→ **Supplied text**
____

# Rocket R58 lever left on when water ran out



## lee1980 (Jul 25, 2017)

It wasn't me of course, but realised a few hours later when refilled with water lever was still on, turning it back of it them seemed to take a while to take in water back through.

Is it like to of done any damage being left a few hours water ran out with lever on?


----------



## MediumRoastSteam (Jul 7, 2015)

lee1980 said:


> It wasn't me of course, but realised a few hours later when refilled with water lever was still on, turning it back of it them seemed to take a while to take in water back through.
> 
> Is it like to of done any damage being left a few hours water ran out with lever on?


 If the pump wasn't on - it shouldn't' have been as the low water level sensor would have turned boiler heaters and pump off.

So what could have happened is that your thermosyphon drained through the group, and some of the water in the brew boiler, causing a void and maybe causing the circuit to no longer be primed.

Run 200-300ml through the group and you should be good, or it there's water coming through now and all is fine, it's primed again and happy days.


----------



## El carajillo (Mar 16, 2013)

Does it cut out if you run the water level too low when pulling a shot ? (normally) ? If so then there is a safety sensor connected to tank and no problem should arise. Providing it is working normally should be OK.


----------



## lee1980 (Jul 25, 2017)

Thanks both, yeah usually when water runs out green light flashes and I turn off lever, only difference is (she indoors) lol left it on and forgot to tell me to.

I guess as didn't turn off lever it cut off at some point hopefully! I think some water was still coming out as said it went everywhere having forgot to switch off lever!

So hours later I refilled and it just took as above said a while to fill it back up!

All seems to work at mo!


----------



## DavecUK (Aug 6, 2013)

@lee1980 the way damage can occur on any dual boiler that this happens to, is when 2 events happen....with significant time between them

1. Water level is very low and pump cuts out rapidly

2. The lever is moved to the closed position "before" the water tank is refilled

Your comment there was water everywhere would indicate the pump was still pumping water into the boiler when she left it...so the boiler temp was probably below 100C when the water ran out. Hence the heating element is unlikely to have been exposed.


----------



## lee1980 (Jul 25, 2017)

DavecUK said:


> @lee1980 the way damage can occur on any dual boiler that this happens to, is when 2 events happen....with significant time between them
> 
> 1. Water level is very low and pump cuts out rapidly
> 
> ...


 Thanks Dave, I see on your points.

on 2. I usually turn lever once the light flashes.

Yeah I think so and didnt turn off lever so water came out until it ran out like. Hope so no way of knowing really unless opened or have any issues in future! blame her lol.

She gave me to oh your ranting over something silly lol again!


----------



## Mike B (Dec 27, 2019)

DavecUK said:


> @lee1980 the way damage can occur on any dual boiler that this happens to, is when 2 events happen....with significant time between them
> 
> 1. Water level is very low and pump cuts out rapidly
> 
> ...


 @DavecUKCan I just double check this as my r58 occasionally runs out of water and blinks at me - correct procedure would be to leave the lever in the open procedure and refill the tank rather than shutting off the lever first? 
Cheers

Mike


----------



## DavecUK (Aug 6, 2013)

@Mike B No, only in the special circumstance outlined, where the lever may have been left up with the pump not running on a boiler hot enough to drain down a bit.


----------



## Mike B (Dec 27, 2019)

DavecUK said:


> @Mike B No, only in the special circumstance outlined, where the lever may have been left up with the pump not running on a boiler hot enough to drain down a bit.


 @DavecUKThanks for clarifying 🙏🏻


----------

____

→ **Given instruction 1**
In the Rocket R58 thread, how much water does MediumRoastSteam suggest running through the group?
→ **Given instruction 2**
Reproduce a passage from the Rocket R58 thread word for word, starting at the words "If the pump" and stopping after "(Mar 16, 2013)".

____

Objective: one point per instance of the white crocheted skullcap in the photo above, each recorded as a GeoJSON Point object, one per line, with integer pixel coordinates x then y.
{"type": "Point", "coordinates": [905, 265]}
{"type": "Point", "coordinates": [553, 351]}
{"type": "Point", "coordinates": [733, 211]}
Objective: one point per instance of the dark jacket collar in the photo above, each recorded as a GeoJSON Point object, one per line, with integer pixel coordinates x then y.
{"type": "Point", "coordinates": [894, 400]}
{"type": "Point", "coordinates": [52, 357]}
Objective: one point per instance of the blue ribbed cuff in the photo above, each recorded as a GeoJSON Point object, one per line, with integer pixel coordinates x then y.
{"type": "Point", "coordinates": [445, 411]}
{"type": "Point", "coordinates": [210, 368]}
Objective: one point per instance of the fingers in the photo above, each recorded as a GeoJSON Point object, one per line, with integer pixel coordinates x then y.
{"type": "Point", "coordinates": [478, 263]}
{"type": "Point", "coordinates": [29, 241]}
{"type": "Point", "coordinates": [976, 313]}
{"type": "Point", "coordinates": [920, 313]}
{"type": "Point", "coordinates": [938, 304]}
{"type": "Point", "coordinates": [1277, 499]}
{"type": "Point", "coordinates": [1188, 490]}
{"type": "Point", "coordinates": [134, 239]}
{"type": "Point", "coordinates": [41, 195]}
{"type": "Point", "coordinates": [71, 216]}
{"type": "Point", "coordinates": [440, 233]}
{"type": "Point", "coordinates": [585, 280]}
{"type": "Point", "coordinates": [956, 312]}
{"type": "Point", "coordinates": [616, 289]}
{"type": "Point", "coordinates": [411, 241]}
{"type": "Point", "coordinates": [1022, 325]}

____

→ **Correct output 1**
200-300ml

→ **Correct output 2**
If the pump wasn't on - it shouldn't' have been as the low water level sensor would have turned boiler heaters and pump off.

So what could have happened is that your thermosyphon drained through the group, and some of the water in the brew boiler, causing a void and maybe causing the circuit to no longer be primed.

Run 200-300ml through the group and you should be good, or it there's water coming through now and all is fine, it's primed again and happy days.


----------



## El carajillo (Mar 16, 2013)